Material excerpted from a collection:
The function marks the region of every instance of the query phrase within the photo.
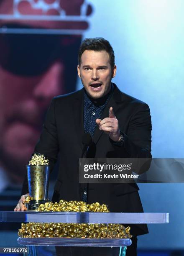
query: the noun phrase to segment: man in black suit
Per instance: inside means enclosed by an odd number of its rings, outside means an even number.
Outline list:
[[[79,184],[78,166],[83,148],[82,138],[86,133],[92,138],[87,157],[151,158],[149,107],[122,92],[111,82],[116,66],[113,49],[104,38],[88,38],[83,42],[77,69],[84,88],[53,99],[35,149],[36,153],[43,154],[49,159],[51,170],[59,154],[59,167],[53,200],[82,199],[89,203],[105,203],[111,212],[142,212],[135,183],[89,184],[87,188]],[[26,177],[23,195],[15,210],[25,210],[22,202],[28,192]],[[147,233],[148,229],[145,225],[130,225],[133,237],[127,253],[133,256],[136,255],[136,236]],[[70,250],[69,255],[78,255],[75,251],[77,248]],[[84,250],[89,255],[89,252],[101,256],[118,253],[116,248]],[[64,255],[67,253],[65,251]]]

REQUEST:
Reproduce all of the material above, requests included, with every coordinate in the answers multiplied by 1.55 and rounded to a whole number, halves rounding up. Leave the pictures out.

WRITTEN REPLY:
The function marks the region of every instance of the query phrase within the photo.
query: the noun phrase to segment: man in black suit
Per instance: inside means enclosed by an odd number of its rings, outside means an even number.
Outline list:
[[[122,285],[121,257],[129,229],[127,214],[133,206],[143,214],[135,243],[234,245],[231,166],[189,143],[172,127],[180,102],[175,76],[161,59],[136,59],[129,65],[119,107],[130,136],[82,153],[54,231],[56,237],[67,239],[76,246],[79,264],[91,239],[91,259],[82,310],[127,308],[138,315],[163,315],[172,329],[220,329],[209,284],[138,285],[135,291]],[[40,274],[36,302],[23,326],[39,326],[34,313],[43,298]],[[228,361],[229,355],[225,349],[202,349],[206,367],[197,392],[206,397],[211,395],[211,366]],[[109,388],[107,395],[121,395],[116,389],[119,384]],[[130,388],[138,395],[138,391],[157,397],[183,392],[180,384]],[[99,395],[104,392],[101,389]]]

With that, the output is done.